Transcribe only what runs from the line containing "Practice. Identify the tree foliage" through the final line below, exactly, and leave every picture out.

[START OF Raw records]

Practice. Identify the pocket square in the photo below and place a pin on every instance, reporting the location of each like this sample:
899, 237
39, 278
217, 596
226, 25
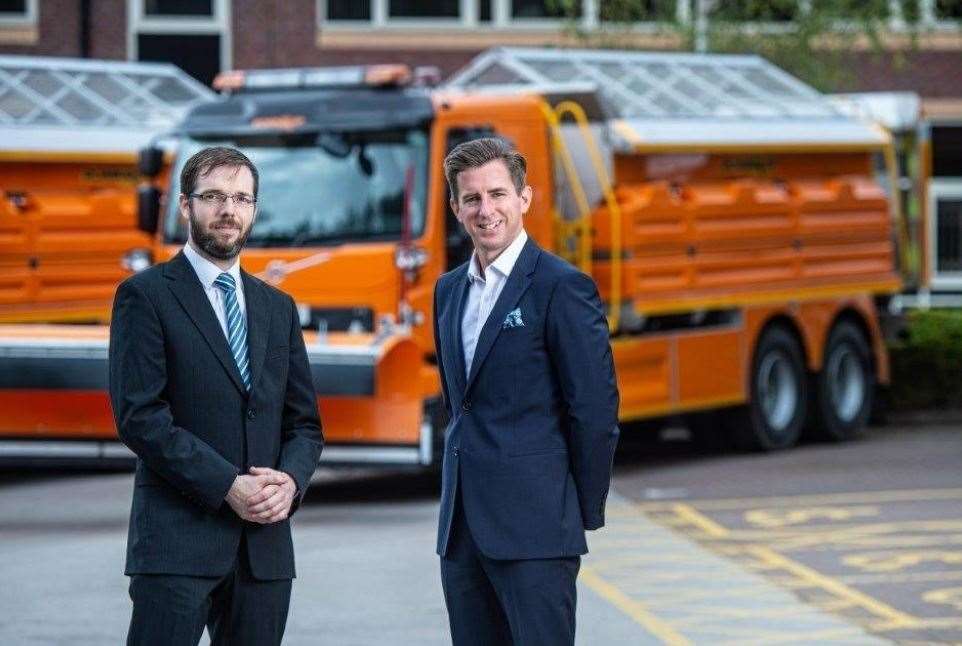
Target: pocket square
513, 319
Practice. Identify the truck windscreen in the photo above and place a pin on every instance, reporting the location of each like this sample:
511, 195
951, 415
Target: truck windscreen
325, 188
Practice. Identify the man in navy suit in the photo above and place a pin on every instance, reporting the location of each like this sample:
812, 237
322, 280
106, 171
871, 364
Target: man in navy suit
529, 383
211, 388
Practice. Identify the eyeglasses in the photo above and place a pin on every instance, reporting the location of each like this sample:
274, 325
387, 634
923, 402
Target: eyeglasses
216, 198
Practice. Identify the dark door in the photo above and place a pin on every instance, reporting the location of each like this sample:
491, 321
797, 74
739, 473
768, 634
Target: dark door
198, 55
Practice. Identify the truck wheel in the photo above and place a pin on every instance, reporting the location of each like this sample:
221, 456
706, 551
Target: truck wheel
776, 411
845, 387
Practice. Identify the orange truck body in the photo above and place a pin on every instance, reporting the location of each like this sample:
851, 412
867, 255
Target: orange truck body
714, 251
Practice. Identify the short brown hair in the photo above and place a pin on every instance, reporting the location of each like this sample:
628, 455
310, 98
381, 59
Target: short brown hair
477, 153
203, 162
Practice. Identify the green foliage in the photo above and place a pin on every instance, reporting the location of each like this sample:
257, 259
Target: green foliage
812, 39
927, 366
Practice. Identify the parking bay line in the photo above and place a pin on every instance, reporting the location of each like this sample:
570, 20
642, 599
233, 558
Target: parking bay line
713, 618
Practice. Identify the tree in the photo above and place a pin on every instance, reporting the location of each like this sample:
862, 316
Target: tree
812, 39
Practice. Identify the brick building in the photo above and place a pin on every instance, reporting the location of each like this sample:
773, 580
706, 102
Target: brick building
205, 36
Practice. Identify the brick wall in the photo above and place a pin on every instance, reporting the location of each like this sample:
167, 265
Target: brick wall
274, 34
935, 74
58, 31
108, 20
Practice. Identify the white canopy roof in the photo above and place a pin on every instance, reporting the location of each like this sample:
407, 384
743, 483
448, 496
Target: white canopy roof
74, 105
668, 98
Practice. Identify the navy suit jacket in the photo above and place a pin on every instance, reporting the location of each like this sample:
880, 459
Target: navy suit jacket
181, 406
533, 428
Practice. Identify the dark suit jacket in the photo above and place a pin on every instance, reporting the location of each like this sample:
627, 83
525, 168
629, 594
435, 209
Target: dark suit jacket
181, 406
534, 426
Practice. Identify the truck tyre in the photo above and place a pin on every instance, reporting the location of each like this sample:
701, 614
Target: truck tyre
778, 391
845, 386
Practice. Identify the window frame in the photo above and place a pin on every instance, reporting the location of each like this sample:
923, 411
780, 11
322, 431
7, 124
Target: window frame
28, 18
501, 19
217, 24
470, 11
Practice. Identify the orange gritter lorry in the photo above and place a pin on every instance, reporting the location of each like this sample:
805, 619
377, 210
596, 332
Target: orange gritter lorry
734, 221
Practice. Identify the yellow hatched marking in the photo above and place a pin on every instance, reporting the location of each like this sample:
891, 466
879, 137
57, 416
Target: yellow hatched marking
867, 497
699, 520
895, 617
633, 609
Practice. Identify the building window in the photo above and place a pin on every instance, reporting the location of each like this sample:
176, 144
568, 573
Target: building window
14, 8
544, 9
192, 34
423, 9
948, 9
178, 7
348, 10
755, 11
18, 12
629, 11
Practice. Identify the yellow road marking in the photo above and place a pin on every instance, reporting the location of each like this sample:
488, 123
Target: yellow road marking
633, 609
896, 618
900, 495
706, 524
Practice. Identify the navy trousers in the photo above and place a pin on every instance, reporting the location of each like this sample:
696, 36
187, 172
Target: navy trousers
525, 603
237, 609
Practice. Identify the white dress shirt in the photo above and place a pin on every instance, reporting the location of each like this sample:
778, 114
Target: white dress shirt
208, 272
484, 292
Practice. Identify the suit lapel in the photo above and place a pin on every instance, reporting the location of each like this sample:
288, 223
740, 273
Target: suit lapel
188, 291
455, 346
258, 324
518, 282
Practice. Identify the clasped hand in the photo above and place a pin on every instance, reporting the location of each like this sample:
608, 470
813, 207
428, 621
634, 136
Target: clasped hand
264, 496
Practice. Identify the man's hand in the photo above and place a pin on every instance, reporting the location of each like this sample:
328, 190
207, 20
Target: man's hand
246, 487
273, 502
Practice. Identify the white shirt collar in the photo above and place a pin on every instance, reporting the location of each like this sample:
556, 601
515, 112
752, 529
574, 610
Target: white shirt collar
208, 271
505, 261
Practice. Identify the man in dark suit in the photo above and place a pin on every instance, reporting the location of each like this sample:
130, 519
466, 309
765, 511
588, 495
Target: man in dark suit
528, 379
211, 388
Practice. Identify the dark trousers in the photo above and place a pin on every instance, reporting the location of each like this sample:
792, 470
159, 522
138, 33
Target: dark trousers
172, 610
525, 603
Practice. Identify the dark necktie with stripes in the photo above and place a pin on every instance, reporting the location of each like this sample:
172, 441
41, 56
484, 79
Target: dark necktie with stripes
236, 326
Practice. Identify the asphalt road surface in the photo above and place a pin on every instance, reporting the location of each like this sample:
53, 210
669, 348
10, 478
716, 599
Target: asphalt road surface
831, 544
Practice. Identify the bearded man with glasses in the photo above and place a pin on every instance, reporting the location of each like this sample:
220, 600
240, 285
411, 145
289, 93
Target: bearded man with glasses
211, 389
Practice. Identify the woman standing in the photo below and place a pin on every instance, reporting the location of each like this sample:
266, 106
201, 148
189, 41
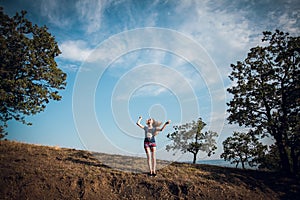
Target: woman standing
151, 130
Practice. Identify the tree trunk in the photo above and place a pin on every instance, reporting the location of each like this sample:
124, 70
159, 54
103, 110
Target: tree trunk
285, 164
295, 161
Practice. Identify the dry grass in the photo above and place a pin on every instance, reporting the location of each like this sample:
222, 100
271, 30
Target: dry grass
40, 172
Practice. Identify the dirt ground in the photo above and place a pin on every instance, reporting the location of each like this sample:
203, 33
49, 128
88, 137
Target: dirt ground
40, 172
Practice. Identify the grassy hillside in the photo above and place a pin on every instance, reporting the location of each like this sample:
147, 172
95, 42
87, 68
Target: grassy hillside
40, 172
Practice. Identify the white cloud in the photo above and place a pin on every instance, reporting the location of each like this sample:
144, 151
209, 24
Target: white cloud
55, 11
91, 13
76, 50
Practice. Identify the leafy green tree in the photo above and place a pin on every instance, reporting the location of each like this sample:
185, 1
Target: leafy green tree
243, 148
29, 74
266, 93
190, 138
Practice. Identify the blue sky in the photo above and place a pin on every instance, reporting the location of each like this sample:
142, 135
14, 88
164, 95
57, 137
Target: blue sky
158, 58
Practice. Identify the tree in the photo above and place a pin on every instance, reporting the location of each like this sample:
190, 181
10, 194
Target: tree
189, 138
243, 148
29, 74
266, 94
271, 160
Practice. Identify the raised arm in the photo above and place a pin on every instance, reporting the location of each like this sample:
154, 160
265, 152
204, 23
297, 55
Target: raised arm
139, 122
164, 126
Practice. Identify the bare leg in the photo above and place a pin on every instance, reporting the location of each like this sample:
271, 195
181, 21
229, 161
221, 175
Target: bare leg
148, 153
153, 160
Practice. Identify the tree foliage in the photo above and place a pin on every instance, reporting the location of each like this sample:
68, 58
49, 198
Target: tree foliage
266, 94
243, 148
29, 74
190, 138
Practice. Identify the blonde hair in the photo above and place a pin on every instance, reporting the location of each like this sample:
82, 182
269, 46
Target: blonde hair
156, 123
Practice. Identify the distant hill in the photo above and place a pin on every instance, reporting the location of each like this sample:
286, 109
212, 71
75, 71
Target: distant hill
41, 172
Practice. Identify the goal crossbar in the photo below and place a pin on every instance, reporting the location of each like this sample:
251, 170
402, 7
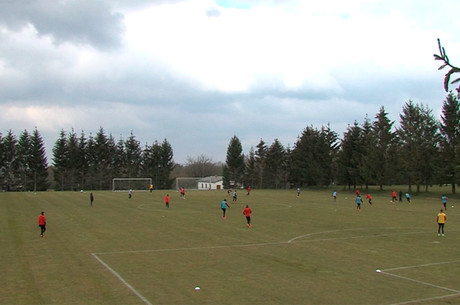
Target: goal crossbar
125, 184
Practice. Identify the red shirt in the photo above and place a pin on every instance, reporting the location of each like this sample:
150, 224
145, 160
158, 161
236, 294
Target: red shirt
247, 212
42, 220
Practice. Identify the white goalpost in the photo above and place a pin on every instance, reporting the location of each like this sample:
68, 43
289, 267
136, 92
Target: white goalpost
135, 184
188, 183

[END OF Raw records]

— Finished answer —
Practice. Identify the tree foliage in the photo above and place a pin on every instance, reporting the location of each like this sample:
68, 58
49, 198
Target: tree foliage
266, 94
243, 148
29, 74
190, 138
Practice. Identify the blonde hair in the photo above and place a pin on every instance, reporting the location of each like this sample:
82, 182
269, 46
Target: blonde hair
156, 123
Practice. Identify the distant hill in the photo above and place a pin on every instance, reporting the location of each like this sample:
286, 109
212, 71
75, 71
Target: distant hill
41, 172
Practice. Identify the goal crossbar in the photo below and place a pin on every instance, reporting the location of each like this sample:
251, 170
402, 7
Target: goal crossbar
125, 184
Practice. Identify the red shirt in the photo above and place a pin on every instance, reporting the location of each like this sample:
150, 224
145, 160
158, 161
236, 294
Target: red shirt
247, 212
42, 220
Practice. Identify the white goalpost in the photo above and place a pin on every instance, reporting the location of each like this sample:
68, 43
289, 267
136, 92
Target: white goalpost
135, 184
188, 183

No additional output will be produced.